---------- DATA LINES ----------

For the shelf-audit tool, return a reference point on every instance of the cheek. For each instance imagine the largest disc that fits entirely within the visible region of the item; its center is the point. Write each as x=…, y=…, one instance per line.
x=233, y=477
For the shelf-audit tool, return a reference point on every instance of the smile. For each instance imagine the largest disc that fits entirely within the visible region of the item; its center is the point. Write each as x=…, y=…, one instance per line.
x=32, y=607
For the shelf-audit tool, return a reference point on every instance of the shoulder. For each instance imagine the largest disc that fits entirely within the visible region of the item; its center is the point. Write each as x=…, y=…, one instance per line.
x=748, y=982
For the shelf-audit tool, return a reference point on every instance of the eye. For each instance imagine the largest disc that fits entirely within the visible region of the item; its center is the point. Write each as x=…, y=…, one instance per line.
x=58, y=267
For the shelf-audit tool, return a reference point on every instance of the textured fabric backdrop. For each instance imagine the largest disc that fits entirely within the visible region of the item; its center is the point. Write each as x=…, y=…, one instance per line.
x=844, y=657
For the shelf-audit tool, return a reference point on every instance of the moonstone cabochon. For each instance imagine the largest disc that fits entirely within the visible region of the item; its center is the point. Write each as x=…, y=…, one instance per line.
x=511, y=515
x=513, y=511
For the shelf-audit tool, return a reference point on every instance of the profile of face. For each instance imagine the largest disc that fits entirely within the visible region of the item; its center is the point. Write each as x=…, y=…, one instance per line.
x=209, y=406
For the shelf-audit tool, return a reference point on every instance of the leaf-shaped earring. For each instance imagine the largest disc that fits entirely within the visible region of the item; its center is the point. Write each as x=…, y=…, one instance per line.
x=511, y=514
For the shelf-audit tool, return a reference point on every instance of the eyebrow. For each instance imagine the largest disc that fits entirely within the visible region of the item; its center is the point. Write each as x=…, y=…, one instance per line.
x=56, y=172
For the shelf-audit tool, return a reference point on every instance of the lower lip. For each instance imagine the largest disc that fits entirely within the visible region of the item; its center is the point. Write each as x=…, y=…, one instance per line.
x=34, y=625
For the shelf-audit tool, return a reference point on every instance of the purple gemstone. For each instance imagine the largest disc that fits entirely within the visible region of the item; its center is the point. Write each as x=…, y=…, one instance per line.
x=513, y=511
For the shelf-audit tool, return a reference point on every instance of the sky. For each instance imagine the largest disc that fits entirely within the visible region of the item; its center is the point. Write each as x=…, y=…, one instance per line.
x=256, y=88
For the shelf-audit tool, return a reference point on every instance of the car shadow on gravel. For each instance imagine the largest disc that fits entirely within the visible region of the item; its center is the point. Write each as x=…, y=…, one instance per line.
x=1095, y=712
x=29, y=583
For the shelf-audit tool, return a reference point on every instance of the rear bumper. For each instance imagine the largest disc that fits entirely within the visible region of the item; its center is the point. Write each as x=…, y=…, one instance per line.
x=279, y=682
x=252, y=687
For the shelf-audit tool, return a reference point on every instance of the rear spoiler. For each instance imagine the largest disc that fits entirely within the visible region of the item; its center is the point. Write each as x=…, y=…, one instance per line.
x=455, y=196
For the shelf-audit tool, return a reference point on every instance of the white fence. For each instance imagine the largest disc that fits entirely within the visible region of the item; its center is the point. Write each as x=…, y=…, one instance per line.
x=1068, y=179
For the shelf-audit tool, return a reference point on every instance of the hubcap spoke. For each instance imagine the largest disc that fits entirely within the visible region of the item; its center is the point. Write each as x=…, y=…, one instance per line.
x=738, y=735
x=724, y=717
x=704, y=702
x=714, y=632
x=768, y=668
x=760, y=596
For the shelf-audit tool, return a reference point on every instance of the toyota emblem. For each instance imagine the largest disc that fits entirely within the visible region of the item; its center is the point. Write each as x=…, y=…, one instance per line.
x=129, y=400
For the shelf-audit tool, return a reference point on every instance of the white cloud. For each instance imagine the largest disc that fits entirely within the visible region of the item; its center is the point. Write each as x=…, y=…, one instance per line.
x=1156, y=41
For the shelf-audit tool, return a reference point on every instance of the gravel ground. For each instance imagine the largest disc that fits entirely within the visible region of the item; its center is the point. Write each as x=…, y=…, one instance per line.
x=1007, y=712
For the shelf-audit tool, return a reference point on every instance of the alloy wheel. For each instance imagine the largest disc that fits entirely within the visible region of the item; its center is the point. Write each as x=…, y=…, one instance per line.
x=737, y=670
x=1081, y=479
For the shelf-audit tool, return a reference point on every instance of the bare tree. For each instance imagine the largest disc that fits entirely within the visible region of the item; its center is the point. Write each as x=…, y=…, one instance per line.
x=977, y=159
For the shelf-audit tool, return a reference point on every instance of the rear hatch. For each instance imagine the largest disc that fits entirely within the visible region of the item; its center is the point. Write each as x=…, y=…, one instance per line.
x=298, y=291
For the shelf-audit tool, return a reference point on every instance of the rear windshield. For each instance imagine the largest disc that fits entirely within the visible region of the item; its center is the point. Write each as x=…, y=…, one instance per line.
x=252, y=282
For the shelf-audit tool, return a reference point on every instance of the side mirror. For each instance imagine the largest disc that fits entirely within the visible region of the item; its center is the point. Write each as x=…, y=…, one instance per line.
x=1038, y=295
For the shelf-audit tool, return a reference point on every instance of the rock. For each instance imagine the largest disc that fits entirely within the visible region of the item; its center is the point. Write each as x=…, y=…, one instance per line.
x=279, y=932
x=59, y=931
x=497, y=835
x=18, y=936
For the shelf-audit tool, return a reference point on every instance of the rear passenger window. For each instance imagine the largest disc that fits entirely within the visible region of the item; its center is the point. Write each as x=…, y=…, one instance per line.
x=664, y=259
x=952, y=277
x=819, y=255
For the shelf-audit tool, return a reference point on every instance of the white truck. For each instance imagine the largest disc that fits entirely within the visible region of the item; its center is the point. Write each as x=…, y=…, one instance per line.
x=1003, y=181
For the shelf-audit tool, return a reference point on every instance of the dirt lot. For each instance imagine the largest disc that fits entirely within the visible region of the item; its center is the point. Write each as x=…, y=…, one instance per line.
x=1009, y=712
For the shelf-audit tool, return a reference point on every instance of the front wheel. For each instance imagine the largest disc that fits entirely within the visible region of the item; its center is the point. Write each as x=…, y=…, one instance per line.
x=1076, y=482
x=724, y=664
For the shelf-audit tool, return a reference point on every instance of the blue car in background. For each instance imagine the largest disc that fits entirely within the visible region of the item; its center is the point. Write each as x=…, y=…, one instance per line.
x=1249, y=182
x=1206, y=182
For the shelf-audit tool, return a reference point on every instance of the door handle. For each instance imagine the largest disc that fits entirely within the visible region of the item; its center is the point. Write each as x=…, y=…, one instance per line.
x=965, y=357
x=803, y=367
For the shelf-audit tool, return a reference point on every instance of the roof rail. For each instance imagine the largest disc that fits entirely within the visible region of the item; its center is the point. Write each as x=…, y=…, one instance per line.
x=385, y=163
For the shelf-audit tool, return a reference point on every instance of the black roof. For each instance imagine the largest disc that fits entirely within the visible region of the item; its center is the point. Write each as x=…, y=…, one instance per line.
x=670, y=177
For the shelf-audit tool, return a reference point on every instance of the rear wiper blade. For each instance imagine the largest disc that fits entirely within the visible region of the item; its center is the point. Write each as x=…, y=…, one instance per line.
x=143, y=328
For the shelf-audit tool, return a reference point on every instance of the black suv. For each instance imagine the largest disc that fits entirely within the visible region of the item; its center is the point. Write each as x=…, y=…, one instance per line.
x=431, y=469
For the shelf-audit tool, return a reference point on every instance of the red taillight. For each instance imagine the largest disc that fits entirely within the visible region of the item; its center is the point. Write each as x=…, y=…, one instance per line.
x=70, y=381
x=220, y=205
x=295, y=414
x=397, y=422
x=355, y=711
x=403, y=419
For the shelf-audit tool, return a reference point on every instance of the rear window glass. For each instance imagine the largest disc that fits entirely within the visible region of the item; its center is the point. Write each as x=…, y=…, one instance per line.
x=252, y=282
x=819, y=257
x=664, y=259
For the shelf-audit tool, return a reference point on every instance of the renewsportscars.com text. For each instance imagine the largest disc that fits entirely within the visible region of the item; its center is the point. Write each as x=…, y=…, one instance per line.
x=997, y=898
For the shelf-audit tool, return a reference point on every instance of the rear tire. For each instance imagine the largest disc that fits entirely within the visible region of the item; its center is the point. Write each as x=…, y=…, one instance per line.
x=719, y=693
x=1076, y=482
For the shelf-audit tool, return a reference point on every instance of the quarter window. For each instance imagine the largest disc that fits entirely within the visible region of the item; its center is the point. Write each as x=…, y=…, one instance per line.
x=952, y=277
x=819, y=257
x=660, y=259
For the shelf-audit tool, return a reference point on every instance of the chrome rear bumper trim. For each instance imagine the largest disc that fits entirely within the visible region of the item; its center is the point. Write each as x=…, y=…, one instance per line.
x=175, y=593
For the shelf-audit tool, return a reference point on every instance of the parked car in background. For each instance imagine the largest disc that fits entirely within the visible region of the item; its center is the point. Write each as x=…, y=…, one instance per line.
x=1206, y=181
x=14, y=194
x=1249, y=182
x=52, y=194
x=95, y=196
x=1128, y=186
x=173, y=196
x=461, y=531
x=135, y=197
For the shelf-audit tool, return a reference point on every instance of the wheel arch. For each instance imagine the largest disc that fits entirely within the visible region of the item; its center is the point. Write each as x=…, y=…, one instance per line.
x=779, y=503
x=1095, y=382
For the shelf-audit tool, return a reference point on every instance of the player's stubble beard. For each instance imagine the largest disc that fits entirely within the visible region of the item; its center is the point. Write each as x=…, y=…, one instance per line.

----------

EXERCISE DIRECTIONS ▸
Copy out, with no changes, the stretch of the records from the start through the line that contains "x=32, y=607".

ANSWER TO THE TASK ▸
For the shelf-audit tool, return a reference point on every instance of the cheek. For each instance imagine the largest disc that fits entirely within the visible region of the item; its center is the point. Write each as x=…, y=…, one instance per line.
x=233, y=477
For the shelf-audit tool, return a reference point on every instance of the smile. For each instance imagine the largest disc that fits entirely within the visible region of the item; its center is the point. Write each as x=…, y=…, one instance per line.
x=32, y=607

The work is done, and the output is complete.